Exercise description:
Reproduce, from the lines below, exactly the stretch that begins at the line containing "Exercise. Point out the thumb" and ends at the line containing "Exercise. Point out the man's hand", both included.

Data to process:

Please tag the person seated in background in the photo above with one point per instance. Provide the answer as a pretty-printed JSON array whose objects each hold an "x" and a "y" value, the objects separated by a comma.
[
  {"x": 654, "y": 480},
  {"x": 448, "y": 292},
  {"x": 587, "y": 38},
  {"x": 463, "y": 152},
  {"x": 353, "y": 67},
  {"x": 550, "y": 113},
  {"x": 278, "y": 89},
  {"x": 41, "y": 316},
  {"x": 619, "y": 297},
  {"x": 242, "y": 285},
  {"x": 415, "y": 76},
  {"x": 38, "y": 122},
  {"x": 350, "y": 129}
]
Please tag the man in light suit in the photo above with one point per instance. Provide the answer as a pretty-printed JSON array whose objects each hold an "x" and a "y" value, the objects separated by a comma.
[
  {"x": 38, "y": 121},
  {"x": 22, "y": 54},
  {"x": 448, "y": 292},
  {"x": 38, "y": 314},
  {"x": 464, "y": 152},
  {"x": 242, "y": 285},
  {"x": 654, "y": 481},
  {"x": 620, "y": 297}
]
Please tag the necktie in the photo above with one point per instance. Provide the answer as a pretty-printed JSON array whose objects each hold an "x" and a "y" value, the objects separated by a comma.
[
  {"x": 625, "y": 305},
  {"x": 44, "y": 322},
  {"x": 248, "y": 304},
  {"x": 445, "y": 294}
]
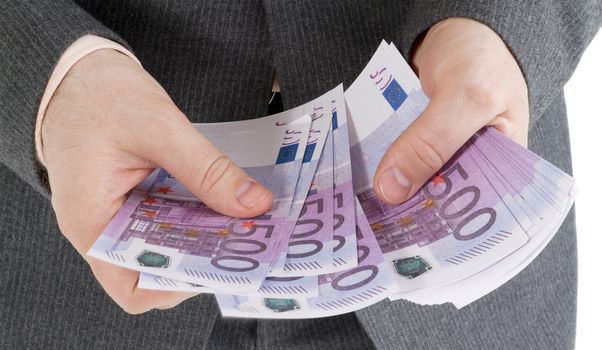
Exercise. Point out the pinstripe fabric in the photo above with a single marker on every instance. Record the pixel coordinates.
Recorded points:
(217, 59)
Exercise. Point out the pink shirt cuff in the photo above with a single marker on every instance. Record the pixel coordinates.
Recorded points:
(80, 48)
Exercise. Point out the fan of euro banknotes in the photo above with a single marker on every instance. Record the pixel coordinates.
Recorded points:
(328, 245)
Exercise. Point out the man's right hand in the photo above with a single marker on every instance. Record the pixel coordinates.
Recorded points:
(107, 127)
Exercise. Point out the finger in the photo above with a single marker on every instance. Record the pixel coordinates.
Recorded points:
(121, 285)
(514, 123)
(448, 121)
(208, 173)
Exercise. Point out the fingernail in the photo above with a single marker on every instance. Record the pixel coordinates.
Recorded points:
(250, 193)
(393, 186)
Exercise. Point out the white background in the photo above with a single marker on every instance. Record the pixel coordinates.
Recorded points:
(584, 104)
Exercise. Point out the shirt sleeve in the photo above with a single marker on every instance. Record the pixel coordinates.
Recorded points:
(79, 49)
(34, 34)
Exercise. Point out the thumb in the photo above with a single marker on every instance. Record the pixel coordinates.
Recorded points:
(419, 152)
(207, 173)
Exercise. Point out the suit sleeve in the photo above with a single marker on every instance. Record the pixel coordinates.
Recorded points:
(33, 36)
(547, 37)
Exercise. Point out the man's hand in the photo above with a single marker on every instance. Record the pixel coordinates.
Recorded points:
(107, 127)
(472, 80)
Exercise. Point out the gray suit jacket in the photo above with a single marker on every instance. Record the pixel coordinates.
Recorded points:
(217, 60)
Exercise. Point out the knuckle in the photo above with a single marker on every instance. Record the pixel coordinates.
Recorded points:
(214, 174)
(427, 153)
(481, 97)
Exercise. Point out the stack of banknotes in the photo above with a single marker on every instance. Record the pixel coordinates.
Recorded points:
(328, 245)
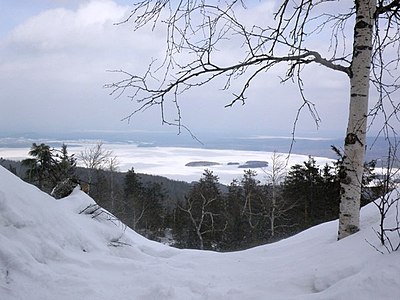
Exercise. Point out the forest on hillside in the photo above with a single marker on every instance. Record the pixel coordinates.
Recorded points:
(204, 214)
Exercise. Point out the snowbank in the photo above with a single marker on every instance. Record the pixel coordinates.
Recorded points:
(64, 249)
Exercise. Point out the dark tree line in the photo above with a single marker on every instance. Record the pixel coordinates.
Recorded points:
(207, 215)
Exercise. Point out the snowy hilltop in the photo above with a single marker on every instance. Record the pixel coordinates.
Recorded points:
(73, 249)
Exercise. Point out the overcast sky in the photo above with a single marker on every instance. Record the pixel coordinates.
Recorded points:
(54, 57)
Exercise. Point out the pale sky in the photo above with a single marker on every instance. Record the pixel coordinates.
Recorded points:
(54, 57)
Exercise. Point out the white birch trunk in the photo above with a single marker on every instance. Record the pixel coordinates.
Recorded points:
(354, 148)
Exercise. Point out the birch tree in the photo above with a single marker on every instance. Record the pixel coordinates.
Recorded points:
(363, 46)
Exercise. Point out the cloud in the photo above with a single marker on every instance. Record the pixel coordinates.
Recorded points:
(53, 67)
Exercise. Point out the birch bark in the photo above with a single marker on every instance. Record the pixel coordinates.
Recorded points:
(355, 141)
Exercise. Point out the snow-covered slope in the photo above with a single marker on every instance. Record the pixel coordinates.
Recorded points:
(49, 250)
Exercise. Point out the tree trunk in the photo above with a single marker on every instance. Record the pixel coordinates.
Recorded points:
(354, 145)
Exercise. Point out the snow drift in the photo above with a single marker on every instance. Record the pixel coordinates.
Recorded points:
(63, 249)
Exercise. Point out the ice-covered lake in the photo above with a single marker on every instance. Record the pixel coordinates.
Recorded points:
(171, 161)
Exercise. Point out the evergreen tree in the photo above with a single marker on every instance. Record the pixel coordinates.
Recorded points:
(204, 213)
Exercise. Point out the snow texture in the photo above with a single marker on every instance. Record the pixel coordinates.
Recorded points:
(60, 249)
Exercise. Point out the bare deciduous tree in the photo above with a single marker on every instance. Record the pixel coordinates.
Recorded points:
(94, 158)
(198, 31)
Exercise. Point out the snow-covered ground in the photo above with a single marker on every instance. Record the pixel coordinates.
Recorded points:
(48, 250)
(170, 161)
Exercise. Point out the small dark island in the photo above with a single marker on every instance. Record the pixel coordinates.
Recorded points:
(253, 164)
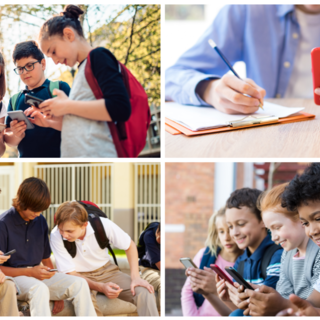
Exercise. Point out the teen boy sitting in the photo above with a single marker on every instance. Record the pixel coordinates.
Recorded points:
(248, 231)
(303, 194)
(42, 141)
(93, 263)
(24, 228)
(150, 257)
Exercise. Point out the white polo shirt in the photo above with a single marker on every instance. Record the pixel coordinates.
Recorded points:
(89, 255)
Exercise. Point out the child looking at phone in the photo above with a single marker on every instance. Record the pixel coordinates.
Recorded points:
(220, 250)
(300, 261)
(3, 111)
(45, 139)
(85, 131)
(303, 194)
(249, 232)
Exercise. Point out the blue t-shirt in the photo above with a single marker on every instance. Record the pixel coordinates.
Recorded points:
(252, 266)
(29, 238)
(152, 247)
(39, 142)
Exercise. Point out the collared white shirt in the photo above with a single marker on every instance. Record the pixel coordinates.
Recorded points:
(89, 255)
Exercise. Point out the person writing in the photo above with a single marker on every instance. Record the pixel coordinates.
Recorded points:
(199, 77)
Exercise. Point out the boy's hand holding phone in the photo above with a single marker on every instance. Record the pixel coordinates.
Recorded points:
(18, 128)
(41, 272)
(203, 280)
(231, 95)
(234, 293)
(3, 258)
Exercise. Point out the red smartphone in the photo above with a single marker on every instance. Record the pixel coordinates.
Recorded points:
(221, 273)
(315, 61)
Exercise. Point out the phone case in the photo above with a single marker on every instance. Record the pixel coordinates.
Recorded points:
(220, 273)
(32, 101)
(20, 116)
(315, 61)
(238, 277)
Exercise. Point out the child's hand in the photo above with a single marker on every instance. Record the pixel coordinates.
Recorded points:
(234, 292)
(222, 289)
(228, 94)
(38, 118)
(56, 106)
(18, 128)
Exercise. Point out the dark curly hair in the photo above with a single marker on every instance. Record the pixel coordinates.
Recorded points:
(245, 197)
(68, 18)
(302, 188)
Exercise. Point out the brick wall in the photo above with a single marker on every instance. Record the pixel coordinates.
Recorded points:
(189, 201)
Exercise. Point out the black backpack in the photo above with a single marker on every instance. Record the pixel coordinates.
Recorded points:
(141, 245)
(93, 214)
(265, 260)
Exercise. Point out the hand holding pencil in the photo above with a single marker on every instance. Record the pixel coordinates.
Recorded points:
(230, 94)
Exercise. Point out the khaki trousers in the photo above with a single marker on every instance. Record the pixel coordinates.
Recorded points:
(153, 277)
(8, 299)
(144, 300)
(60, 287)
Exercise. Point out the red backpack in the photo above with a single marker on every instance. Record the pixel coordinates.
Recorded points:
(128, 137)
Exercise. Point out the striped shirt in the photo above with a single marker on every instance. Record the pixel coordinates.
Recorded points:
(300, 285)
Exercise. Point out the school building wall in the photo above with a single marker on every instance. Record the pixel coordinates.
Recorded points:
(123, 189)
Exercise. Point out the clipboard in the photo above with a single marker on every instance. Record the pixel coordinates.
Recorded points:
(176, 128)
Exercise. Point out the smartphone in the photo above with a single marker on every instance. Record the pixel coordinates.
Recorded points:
(9, 253)
(315, 62)
(2, 127)
(188, 263)
(238, 277)
(221, 273)
(32, 101)
(20, 116)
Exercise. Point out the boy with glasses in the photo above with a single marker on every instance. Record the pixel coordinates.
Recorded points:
(44, 140)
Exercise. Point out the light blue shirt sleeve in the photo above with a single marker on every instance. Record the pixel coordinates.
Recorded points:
(201, 62)
(264, 37)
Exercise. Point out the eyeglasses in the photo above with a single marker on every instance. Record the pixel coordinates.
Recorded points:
(28, 67)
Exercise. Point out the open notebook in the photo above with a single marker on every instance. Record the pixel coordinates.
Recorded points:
(198, 118)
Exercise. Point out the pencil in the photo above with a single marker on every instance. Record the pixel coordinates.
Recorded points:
(222, 56)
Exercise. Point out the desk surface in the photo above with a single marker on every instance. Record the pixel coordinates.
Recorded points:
(292, 140)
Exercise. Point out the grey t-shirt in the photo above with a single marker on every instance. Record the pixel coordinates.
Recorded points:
(81, 137)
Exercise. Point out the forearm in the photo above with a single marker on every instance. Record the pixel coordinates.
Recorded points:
(47, 263)
(11, 140)
(132, 256)
(221, 306)
(16, 272)
(93, 110)
(2, 147)
(55, 123)
(93, 285)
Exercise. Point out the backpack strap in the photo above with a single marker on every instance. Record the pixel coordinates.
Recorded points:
(267, 258)
(240, 268)
(100, 234)
(311, 253)
(53, 85)
(14, 100)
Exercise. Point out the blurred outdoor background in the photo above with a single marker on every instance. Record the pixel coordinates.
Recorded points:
(193, 192)
(129, 193)
(130, 32)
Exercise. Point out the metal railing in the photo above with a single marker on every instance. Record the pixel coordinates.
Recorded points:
(66, 182)
(147, 206)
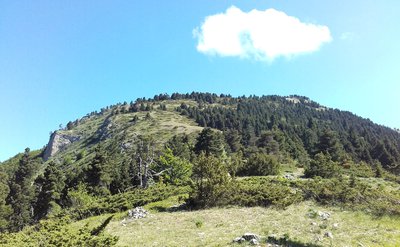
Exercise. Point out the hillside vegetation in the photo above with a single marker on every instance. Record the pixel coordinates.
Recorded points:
(287, 155)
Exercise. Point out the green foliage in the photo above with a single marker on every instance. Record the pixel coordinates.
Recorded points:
(260, 164)
(22, 193)
(50, 185)
(99, 172)
(83, 204)
(323, 166)
(5, 210)
(210, 142)
(263, 192)
(173, 169)
(330, 144)
(210, 181)
(54, 233)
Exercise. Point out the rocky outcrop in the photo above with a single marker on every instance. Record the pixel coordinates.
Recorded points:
(58, 142)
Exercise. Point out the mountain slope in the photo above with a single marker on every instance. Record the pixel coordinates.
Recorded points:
(199, 146)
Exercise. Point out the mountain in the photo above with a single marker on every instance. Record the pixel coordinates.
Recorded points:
(193, 146)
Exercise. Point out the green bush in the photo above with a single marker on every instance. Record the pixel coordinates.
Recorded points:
(54, 233)
(322, 166)
(260, 164)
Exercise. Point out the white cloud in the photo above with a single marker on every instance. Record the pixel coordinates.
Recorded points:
(350, 36)
(262, 35)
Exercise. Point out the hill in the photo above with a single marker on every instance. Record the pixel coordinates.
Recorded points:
(202, 148)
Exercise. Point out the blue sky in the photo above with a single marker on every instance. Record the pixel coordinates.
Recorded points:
(62, 59)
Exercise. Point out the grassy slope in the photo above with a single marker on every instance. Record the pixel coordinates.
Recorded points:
(161, 126)
(221, 225)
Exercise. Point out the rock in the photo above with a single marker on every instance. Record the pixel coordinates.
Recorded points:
(58, 142)
(137, 213)
(324, 215)
(249, 236)
(239, 240)
(328, 235)
(254, 241)
(289, 176)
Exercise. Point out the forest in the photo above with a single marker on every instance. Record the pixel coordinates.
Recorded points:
(213, 150)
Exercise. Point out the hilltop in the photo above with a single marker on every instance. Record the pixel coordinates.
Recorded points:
(198, 151)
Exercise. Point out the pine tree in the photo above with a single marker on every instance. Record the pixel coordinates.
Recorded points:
(5, 210)
(50, 186)
(22, 193)
(210, 142)
(99, 172)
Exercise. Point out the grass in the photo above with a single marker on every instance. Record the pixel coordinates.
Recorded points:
(219, 226)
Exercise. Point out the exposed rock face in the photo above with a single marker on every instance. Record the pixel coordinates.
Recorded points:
(137, 213)
(58, 142)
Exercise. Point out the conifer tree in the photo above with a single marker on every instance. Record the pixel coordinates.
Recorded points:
(50, 186)
(22, 193)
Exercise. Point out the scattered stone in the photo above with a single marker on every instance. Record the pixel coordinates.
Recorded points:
(254, 241)
(328, 235)
(123, 222)
(289, 176)
(324, 215)
(137, 213)
(239, 240)
(249, 236)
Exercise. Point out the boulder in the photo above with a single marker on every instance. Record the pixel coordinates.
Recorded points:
(324, 215)
(137, 213)
(239, 240)
(249, 236)
(254, 241)
(328, 235)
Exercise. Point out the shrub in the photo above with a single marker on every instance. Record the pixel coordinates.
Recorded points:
(323, 166)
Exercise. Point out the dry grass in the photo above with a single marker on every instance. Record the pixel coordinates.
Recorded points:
(217, 227)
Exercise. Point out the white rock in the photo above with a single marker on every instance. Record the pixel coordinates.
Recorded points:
(328, 235)
(249, 236)
(254, 241)
(239, 240)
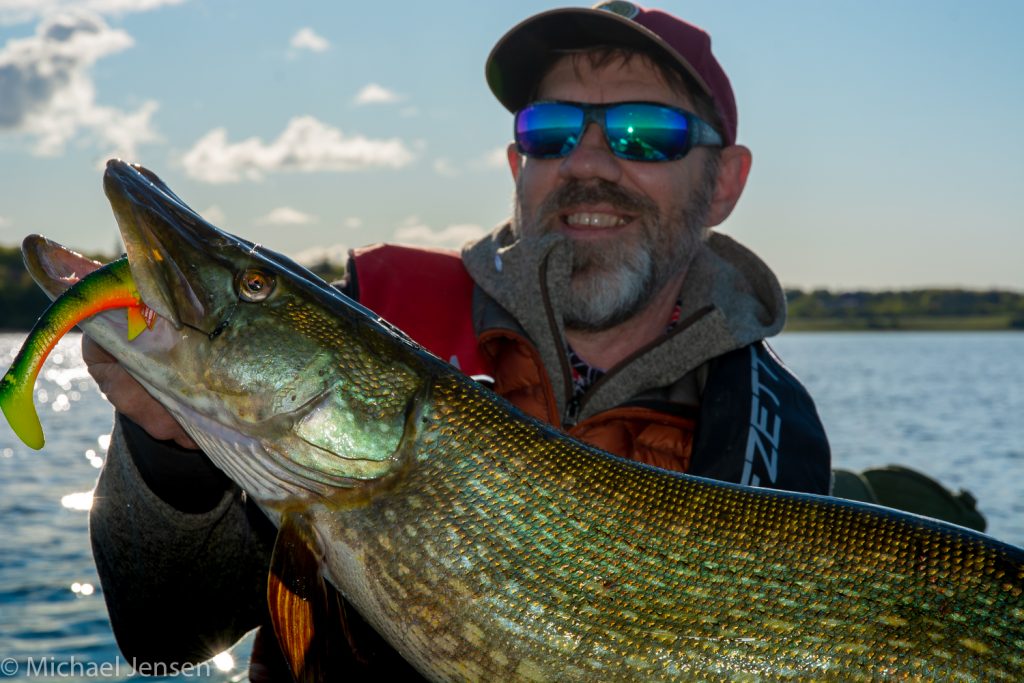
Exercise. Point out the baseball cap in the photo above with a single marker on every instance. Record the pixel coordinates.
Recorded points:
(522, 54)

Task result:
Exercise. Point out the thumb in the photo above with a single marker on every instance. Record the pixel coordinates.
Recorded points:
(419, 152)
(207, 173)
Exercise. Point out the suit sleeve in the photo above with a single marker on every instance. Record the pixel coordinates.
Recorded points:
(33, 36)
(547, 37)
Exercise. Point out the man's hand in the photo above with a single marker on every instance. Record the pixel coordinates.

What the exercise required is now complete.